[WORK INSTRUCTIONS]: Every record here should be printed again exactly.

(Dataset excerpts on object pointing)
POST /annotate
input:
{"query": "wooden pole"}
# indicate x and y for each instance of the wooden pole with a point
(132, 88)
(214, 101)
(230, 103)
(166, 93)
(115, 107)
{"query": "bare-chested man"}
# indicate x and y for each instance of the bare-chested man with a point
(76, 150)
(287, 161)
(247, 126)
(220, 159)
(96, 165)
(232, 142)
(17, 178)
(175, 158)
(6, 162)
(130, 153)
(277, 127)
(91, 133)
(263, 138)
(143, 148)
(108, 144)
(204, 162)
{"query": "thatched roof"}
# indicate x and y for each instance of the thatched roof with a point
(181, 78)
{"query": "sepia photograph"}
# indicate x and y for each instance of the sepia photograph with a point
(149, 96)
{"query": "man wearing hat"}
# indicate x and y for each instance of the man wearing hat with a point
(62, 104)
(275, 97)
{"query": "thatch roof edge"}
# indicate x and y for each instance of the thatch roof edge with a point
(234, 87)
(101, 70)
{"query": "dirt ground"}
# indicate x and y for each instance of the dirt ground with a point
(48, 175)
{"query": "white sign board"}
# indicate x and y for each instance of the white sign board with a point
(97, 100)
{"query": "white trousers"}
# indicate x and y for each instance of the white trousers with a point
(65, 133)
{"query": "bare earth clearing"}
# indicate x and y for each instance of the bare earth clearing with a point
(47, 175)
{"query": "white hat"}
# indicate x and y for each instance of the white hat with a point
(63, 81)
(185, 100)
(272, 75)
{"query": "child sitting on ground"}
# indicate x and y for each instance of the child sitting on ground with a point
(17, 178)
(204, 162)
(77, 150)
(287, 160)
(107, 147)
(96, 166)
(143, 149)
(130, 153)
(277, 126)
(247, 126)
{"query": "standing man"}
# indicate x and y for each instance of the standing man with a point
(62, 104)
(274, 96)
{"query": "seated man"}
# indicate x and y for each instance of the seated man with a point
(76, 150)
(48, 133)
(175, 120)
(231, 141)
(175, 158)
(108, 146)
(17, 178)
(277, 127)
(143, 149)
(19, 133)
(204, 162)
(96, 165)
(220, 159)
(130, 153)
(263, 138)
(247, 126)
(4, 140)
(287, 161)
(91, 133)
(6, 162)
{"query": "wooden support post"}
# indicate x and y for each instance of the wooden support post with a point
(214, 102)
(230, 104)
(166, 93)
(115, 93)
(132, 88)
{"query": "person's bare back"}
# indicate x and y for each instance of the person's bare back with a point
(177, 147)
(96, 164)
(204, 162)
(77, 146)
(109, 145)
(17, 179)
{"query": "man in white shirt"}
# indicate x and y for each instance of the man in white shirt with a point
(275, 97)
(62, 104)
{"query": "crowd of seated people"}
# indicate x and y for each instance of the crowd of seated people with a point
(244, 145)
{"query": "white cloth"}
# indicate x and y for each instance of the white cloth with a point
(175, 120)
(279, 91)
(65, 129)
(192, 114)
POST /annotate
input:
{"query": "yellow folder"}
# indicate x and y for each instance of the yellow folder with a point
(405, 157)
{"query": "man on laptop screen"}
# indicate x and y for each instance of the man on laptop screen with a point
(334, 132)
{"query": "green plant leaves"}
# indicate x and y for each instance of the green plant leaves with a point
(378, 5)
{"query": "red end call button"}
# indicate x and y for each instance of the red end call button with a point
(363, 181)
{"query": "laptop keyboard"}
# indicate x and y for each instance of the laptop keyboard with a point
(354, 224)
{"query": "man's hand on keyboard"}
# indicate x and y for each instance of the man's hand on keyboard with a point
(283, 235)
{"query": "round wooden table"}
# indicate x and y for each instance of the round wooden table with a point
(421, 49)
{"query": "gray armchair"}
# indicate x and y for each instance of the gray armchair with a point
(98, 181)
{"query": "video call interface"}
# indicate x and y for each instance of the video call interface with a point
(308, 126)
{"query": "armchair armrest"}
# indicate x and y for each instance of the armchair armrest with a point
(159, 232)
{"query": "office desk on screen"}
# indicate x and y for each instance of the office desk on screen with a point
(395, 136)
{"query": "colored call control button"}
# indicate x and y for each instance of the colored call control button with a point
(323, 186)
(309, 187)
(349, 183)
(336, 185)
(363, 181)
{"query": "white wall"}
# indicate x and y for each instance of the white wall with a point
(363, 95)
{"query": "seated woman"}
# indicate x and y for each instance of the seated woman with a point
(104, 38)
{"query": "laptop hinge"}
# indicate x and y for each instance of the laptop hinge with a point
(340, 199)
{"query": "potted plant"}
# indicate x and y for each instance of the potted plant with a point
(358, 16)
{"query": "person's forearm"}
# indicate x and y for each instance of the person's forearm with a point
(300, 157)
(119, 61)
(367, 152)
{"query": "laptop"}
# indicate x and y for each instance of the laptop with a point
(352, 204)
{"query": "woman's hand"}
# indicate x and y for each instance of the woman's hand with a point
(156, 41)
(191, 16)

[ANSWER TO THIS PROBLEM]:
POST /annotate
input:
{"query": "wooden pole"}
# indicate x and y for each instance of the wooden pole with a point
(132, 88)
(214, 101)
(230, 103)
(166, 93)
(115, 107)
{"query": "bare-chested man"}
# indicate x and y for each instance of the bare-chested man with a point
(76, 150)
(287, 161)
(247, 126)
(220, 159)
(96, 165)
(232, 142)
(17, 178)
(175, 158)
(6, 162)
(130, 153)
(277, 127)
(91, 133)
(263, 138)
(143, 148)
(108, 144)
(204, 162)
{"query": "thatched roof"}
# indicate x and y for each instance of the thatched roof with a point
(181, 78)
{"query": "sepia photograph"}
# indicate x and y for each instance of the sepia photograph with a point
(149, 96)
{"query": "man wearing hat"}
# indicate x and y for each instance of the man wearing hat with a point
(62, 104)
(275, 97)
{"query": "thatch roof edge"}
# indicate x and y for each instance of the thatch roof edge with a point
(234, 87)
(101, 70)
{"query": "dirt ground"}
# indicate x and y for each instance of the dirt ground with a point
(48, 175)
{"query": "white sign board"}
# indicate x and y for each instance of the white sign board with a point
(97, 100)
{"query": "white trousers"}
# indicate x and y for each instance of the white trousers with a point
(65, 133)
{"query": "bare earth clearing"}
# indicate x and y for each instance of the bare earth clearing with a point
(47, 175)
{"query": "white hat"}
# indicate x and y for each instance of the white hat with a point
(63, 81)
(185, 100)
(272, 75)
{"query": "child sitting on ground"}
# indicate x and y for each instance of the child sitting on ground with a point
(17, 178)
(204, 162)
(77, 150)
(287, 160)
(107, 147)
(96, 166)
(143, 149)
(130, 153)
(277, 126)
(247, 126)
{"query": "standing man"}
# indicate x and y for each instance of the standing man with a point
(62, 104)
(274, 96)
{"query": "seated man"}
# indicate x and y for each instance of the seated man with a point
(76, 150)
(48, 133)
(175, 120)
(231, 141)
(175, 158)
(108, 146)
(17, 178)
(277, 127)
(143, 149)
(19, 133)
(204, 162)
(96, 165)
(220, 159)
(130, 153)
(263, 138)
(247, 126)
(4, 140)
(287, 161)
(91, 133)
(6, 162)
{"query": "wooden support post"}
# indicate x and y for each instance of the wooden support post with a point
(214, 102)
(230, 104)
(166, 93)
(115, 93)
(132, 88)
{"query": "person's bare back"}
# indicate x and y for each instance of the person's bare back with a point
(177, 147)
(96, 164)
(204, 162)
(77, 146)
(109, 145)
(17, 179)
{"query": "man in white shirt"}
# indicate x and y for each instance of the man in white shirt with a point
(275, 97)
(62, 104)
{"query": "crowd of seated people"}
# indicate x and y for each instance of the crowd of seated people with a point
(244, 145)
{"query": "white cloth"}
# indicate x and y for each instance of the white cloth with a point
(175, 120)
(279, 91)
(65, 129)
(192, 114)
POST /annotate
input:
{"query": "yellow folder"}
# indicate x and y for each instance of the yellow folder with a point
(405, 157)
{"query": "man on laptop screen"}
# indicate x and y for each instance of the man on laptop screen with a point
(334, 132)
{"query": "green plant leaves"}
# indicate x and y for each instance of the green plant leaves with a point
(378, 5)
{"query": "red end call button"}
# indicate x and y for each instance of the red end call button with a point
(363, 181)
{"query": "laptop keyboard"}
# indicate x and y for each instance of the laptop keyboard with a point
(354, 224)
{"query": "man's hand on keyboard"}
# indicate x and y for each instance of the man's hand on keyboard with a point
(283, 235)
{"query": "round wooden table"}
# indicate x and y for each instance of the round wooden table with a point
(421, 49)
{"query": "gray armchair"}
# indicate x and y for each instance of the gray armchair with a point
(98, 181)
{"query": "video call interface"}
# indicate x and y for each instance of the video call interface with a point
(308, 126)
{"query": "armchair armrest"}
# indicate x and y for each instance of the armchair armrest with a point
(159, 232)
{"query": "office desk on screen"}
# indicate x and y for each instance of the office desk on screen with a point
(395, 136)
{"query": "colored call control button"}
# indicate x and y for each instance of the colored call control button with a point
(323, 186)
(309, 187)
(349, 183)
(336, 185)
(363, 181)
{"query": "white wall"}
# indicate x and y for each instance of the white wall with a point
(363, 95)
{"query": "seated woman"}
# indicate x and y for each instance of the seated woman with a point
(104, 38)
{"query": "laptop hinge"}
# indicate x and y for each instance of the laptop hinge with a point
(340, 199)
{"query": "potted plant"}
# indicate x and y for each instance of the potted plant with a point
(358, 16)
{"query": "person's forearm"}
# indicate x and y for each instance of the person's forearm with a point
(300, 157)
(119, 61)
(367, 152)
{"query": "laptop"}
# indicate x and y for each instance of the laptop with a point
(352, 204)
{"query": "woman's hand"}
# indicate x and y for each instance of the woman's hand with a point
(156, 41)
(191, 16)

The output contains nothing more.